Required task:
Lay out the rows from the line with "Can you find the man's" to the line with "(1126, 571)", both included, as a Markdown table with the columns Row and Line, numbering each one and skipping blank lines.

Records shown:

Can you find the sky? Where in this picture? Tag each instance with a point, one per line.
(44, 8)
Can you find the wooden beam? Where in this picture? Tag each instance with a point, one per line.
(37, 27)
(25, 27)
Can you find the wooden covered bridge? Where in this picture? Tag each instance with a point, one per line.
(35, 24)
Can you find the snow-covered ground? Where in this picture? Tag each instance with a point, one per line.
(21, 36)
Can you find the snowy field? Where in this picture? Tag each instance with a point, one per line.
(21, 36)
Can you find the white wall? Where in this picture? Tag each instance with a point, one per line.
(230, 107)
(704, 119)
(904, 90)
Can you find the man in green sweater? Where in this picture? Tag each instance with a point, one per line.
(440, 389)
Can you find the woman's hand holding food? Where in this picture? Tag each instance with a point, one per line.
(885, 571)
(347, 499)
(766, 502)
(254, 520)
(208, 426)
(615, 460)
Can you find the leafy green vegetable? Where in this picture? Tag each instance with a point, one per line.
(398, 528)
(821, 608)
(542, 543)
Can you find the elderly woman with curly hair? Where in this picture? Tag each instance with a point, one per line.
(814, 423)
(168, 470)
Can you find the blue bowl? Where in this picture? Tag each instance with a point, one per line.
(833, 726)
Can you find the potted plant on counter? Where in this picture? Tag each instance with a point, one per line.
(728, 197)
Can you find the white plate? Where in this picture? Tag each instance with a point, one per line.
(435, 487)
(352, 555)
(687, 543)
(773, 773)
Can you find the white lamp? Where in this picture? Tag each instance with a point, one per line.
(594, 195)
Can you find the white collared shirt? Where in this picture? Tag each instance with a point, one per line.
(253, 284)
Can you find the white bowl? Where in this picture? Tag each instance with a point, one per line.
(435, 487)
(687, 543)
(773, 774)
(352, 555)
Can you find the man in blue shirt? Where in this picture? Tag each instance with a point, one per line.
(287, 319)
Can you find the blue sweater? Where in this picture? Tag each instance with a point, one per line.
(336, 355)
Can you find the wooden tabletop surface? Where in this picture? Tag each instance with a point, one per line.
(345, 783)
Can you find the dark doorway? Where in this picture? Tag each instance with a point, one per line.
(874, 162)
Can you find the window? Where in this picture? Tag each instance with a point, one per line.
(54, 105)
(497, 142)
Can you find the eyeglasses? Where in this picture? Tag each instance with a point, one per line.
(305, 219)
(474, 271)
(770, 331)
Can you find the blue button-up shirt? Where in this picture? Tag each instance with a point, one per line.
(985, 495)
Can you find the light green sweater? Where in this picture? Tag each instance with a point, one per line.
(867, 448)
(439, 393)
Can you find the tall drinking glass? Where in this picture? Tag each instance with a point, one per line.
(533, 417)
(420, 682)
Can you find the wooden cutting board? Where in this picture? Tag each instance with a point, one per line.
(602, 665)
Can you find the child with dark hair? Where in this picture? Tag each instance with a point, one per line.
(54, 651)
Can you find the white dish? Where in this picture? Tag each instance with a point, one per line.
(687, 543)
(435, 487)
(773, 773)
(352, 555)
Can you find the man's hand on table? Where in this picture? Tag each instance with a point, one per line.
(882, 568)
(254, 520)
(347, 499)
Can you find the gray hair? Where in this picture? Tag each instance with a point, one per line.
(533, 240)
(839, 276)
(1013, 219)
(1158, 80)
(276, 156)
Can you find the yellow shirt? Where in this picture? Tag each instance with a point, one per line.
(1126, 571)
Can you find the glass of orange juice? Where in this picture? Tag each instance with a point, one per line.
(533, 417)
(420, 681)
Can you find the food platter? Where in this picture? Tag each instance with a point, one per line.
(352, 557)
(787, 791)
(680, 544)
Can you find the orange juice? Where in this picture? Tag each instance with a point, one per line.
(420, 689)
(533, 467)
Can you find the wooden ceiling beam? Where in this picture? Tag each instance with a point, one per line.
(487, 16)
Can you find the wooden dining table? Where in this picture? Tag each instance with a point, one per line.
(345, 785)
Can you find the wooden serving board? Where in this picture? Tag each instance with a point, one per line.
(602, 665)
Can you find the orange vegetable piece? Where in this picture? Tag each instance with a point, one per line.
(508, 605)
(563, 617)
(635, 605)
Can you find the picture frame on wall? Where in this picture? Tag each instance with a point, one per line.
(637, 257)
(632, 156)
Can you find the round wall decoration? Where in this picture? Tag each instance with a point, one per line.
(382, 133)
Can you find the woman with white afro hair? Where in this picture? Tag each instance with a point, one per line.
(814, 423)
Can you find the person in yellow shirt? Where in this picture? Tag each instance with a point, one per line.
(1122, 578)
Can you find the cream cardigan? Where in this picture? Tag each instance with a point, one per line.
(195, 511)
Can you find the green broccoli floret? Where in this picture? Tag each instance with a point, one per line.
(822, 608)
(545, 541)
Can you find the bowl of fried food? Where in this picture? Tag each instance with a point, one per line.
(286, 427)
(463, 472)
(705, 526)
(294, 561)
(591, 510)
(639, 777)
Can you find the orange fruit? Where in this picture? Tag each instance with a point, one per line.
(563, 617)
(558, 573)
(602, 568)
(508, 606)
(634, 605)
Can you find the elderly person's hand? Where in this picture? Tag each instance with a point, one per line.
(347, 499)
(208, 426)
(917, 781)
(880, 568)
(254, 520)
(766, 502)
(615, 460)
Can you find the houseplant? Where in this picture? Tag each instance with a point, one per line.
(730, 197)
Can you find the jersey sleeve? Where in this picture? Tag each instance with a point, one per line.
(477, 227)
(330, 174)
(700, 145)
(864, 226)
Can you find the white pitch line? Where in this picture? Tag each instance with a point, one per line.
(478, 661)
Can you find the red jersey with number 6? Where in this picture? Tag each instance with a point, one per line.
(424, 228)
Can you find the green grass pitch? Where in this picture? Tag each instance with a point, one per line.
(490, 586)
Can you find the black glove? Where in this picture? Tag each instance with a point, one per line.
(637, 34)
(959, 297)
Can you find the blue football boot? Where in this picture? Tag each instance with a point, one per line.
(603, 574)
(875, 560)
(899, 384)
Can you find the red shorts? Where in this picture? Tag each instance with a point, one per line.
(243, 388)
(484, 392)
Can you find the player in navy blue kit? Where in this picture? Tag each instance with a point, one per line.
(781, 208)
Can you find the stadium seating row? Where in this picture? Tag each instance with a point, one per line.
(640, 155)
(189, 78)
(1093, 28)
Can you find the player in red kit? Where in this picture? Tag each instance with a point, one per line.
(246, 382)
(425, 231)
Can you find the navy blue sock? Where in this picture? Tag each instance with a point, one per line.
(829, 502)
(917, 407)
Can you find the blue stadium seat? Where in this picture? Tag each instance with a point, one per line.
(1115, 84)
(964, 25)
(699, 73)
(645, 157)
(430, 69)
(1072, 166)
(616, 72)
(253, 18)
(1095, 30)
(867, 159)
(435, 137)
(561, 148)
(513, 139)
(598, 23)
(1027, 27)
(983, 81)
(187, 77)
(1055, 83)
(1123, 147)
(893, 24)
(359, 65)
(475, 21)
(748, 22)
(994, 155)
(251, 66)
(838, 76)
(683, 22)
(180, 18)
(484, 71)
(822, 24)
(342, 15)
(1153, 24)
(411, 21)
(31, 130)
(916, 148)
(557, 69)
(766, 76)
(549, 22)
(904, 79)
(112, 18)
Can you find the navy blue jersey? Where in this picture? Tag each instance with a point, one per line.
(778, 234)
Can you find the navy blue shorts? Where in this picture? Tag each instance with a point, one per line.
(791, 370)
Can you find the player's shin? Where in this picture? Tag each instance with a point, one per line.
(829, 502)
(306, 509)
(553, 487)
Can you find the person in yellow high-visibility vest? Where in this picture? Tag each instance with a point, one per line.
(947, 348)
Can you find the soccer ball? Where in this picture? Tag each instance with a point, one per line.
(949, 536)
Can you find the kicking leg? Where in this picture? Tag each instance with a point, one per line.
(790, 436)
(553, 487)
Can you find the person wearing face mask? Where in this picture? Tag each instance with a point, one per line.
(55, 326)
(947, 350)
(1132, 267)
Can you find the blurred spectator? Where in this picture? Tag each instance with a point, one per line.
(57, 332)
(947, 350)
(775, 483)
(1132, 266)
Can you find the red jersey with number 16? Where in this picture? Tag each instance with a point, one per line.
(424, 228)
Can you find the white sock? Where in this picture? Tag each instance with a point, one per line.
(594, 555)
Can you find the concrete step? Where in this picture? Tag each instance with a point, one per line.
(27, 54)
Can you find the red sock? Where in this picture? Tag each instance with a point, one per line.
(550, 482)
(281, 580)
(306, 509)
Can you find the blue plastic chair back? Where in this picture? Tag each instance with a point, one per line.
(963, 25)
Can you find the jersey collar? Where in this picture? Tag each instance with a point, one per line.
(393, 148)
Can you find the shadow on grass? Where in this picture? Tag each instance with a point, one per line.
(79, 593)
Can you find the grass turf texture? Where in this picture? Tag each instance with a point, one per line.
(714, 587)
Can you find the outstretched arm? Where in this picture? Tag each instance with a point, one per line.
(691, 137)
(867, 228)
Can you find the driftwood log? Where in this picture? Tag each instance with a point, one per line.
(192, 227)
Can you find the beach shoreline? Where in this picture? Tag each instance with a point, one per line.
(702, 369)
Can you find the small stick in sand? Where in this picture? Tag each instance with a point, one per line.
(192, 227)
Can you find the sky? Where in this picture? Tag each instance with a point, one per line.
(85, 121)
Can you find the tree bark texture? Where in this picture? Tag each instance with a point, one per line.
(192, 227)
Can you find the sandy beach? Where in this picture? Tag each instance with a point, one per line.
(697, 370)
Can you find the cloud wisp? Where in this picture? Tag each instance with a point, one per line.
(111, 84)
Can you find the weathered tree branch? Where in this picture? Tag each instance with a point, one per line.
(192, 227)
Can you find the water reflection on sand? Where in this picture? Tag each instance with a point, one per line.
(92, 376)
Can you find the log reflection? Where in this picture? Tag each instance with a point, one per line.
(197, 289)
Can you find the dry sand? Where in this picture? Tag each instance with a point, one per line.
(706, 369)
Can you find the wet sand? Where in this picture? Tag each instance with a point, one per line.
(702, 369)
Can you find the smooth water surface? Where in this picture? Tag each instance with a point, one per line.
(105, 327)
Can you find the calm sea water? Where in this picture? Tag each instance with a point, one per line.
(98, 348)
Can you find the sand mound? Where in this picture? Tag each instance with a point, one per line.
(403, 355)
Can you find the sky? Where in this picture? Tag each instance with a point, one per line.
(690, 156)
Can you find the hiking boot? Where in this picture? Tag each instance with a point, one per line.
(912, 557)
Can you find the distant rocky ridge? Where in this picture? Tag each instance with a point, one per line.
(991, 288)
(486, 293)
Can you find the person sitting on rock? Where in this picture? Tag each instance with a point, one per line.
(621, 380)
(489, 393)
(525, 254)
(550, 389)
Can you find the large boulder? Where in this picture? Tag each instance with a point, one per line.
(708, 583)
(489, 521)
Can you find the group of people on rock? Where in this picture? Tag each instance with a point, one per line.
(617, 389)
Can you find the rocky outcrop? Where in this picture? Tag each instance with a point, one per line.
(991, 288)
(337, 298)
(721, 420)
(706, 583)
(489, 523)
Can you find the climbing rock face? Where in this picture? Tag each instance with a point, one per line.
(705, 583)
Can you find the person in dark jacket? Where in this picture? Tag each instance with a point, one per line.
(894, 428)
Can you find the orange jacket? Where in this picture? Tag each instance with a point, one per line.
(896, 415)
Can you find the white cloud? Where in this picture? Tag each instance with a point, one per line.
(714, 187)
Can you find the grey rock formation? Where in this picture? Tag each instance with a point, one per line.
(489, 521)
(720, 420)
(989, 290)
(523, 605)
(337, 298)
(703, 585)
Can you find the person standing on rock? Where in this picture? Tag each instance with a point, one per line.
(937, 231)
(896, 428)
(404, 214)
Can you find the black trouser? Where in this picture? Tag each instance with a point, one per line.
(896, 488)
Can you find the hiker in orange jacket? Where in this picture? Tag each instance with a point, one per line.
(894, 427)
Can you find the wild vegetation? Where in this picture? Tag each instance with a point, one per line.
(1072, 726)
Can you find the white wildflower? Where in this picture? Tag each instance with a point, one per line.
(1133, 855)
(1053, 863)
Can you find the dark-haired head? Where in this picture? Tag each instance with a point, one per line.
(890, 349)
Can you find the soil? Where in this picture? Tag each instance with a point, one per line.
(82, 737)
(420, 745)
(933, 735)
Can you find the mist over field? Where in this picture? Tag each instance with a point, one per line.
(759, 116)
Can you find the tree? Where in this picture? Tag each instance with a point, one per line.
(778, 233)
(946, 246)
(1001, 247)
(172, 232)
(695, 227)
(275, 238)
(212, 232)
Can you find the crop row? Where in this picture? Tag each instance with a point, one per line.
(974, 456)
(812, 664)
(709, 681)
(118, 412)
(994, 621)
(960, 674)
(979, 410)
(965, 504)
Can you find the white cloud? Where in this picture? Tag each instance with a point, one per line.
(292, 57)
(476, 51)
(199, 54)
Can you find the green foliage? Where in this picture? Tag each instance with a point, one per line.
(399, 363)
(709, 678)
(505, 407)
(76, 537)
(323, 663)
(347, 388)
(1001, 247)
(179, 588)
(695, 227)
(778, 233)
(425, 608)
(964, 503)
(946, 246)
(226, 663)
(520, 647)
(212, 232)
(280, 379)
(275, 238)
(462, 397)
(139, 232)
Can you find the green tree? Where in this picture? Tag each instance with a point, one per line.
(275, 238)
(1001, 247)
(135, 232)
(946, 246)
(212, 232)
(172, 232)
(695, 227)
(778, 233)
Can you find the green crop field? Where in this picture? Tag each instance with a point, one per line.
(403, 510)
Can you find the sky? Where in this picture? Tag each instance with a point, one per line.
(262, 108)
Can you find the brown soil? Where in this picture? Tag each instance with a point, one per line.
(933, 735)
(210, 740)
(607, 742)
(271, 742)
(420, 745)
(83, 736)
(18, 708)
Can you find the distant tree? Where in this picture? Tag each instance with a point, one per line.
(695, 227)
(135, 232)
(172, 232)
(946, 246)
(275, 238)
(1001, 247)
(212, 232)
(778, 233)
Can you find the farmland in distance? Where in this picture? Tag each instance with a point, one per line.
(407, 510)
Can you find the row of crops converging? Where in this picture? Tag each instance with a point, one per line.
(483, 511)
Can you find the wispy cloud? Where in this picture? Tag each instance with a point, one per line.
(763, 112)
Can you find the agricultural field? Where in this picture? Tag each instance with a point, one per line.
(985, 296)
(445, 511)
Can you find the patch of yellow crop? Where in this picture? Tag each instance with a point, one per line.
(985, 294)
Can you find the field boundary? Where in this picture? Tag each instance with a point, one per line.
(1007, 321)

Output for this exercise:
| Row | Line |
|---|---|
| 1 | Can you find the man's hand on table? Where in this picture? Tag each instance with a point, one per line. |
| 2 | (882, 568) |
| 3 | (254, 520) |
| 4 | (347, 499) |
| 5 | Can you find the gray hair? Where in this picture? Tag each instance with a point, one per line. |
| 6 | (533, 240) |
| 7 | (839, 276) |
| 8 | (1013, 219) |
| 9 | (1158, 80) |
| 10 | (276, 156) |
| 11 | Can you find the yellow shirt? Where in this picture? Tag each instance with a point, one per line. |
| 12 | (1126, 571) |